# Given data
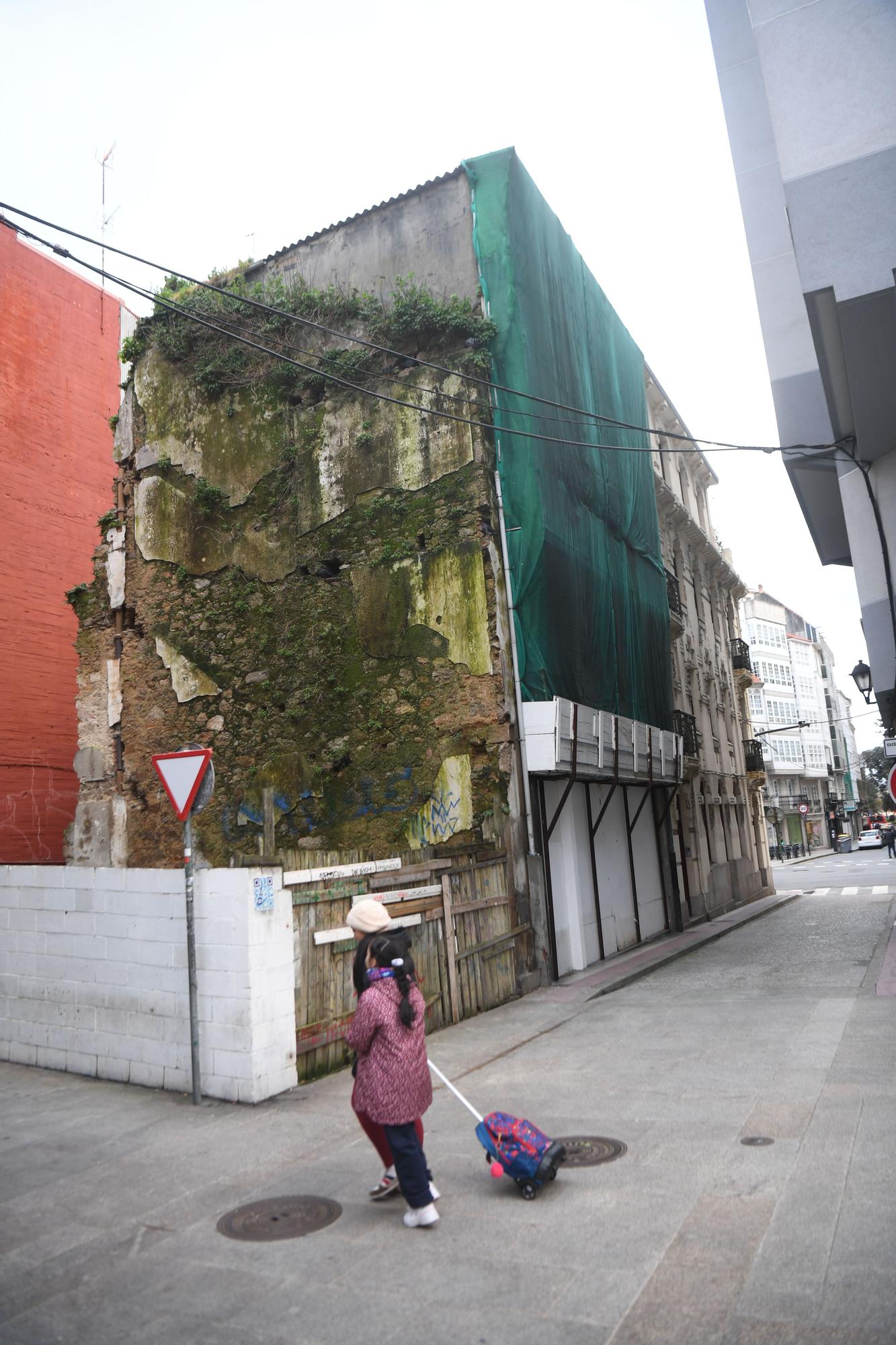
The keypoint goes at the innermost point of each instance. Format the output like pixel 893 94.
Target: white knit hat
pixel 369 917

* * *

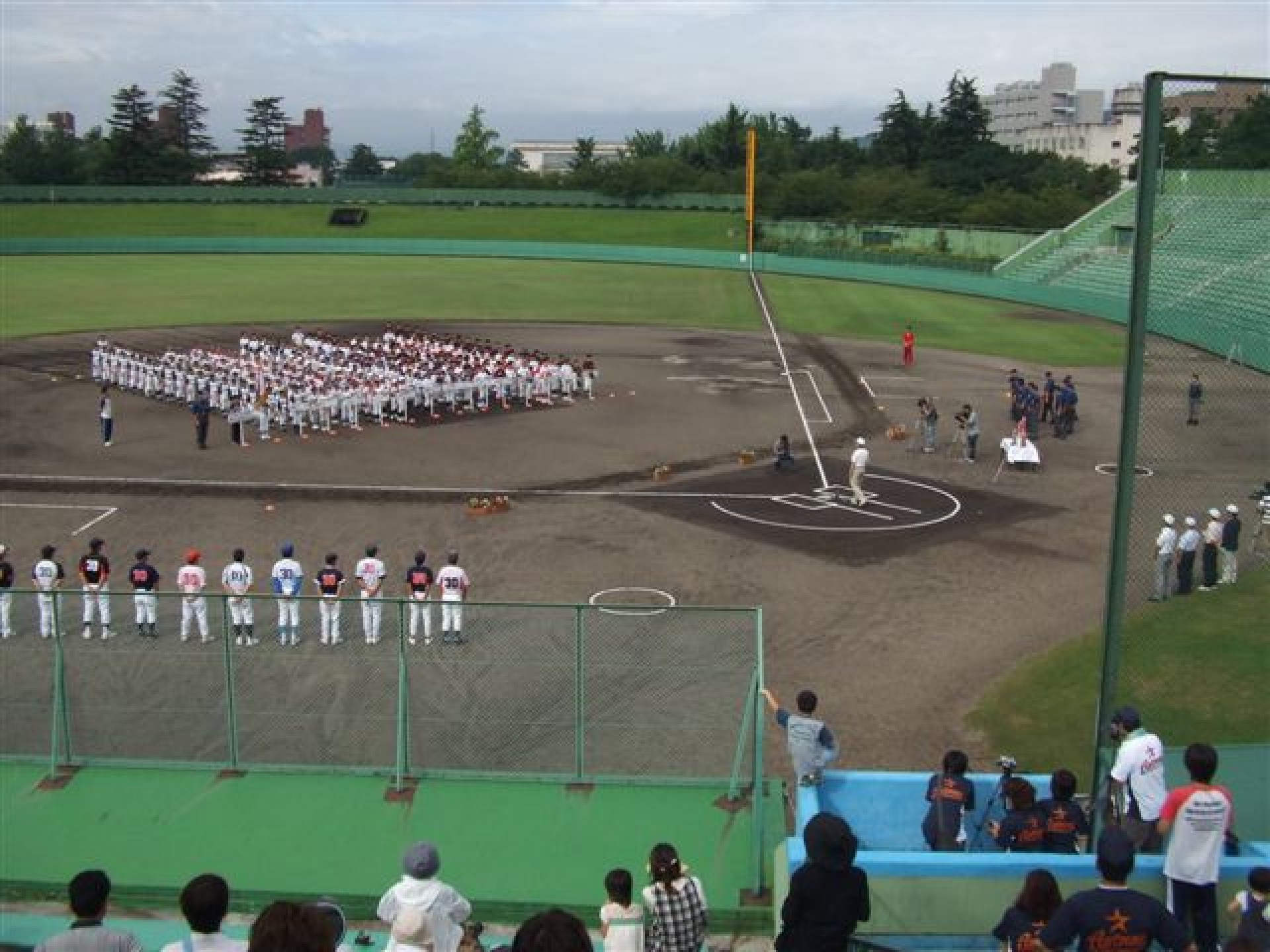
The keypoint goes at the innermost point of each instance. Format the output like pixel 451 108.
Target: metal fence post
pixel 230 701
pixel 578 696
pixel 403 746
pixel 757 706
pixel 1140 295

# Short problem
Please identify every line in the records that contains the word "goes" and copy each of those lines in full.

# Result of the task
The keypoint goes at the innermost point of each instance. Format the output like pixel 893 94.
The keypoint goes at the innermost point of each instance. Format the output like pixel 451 108.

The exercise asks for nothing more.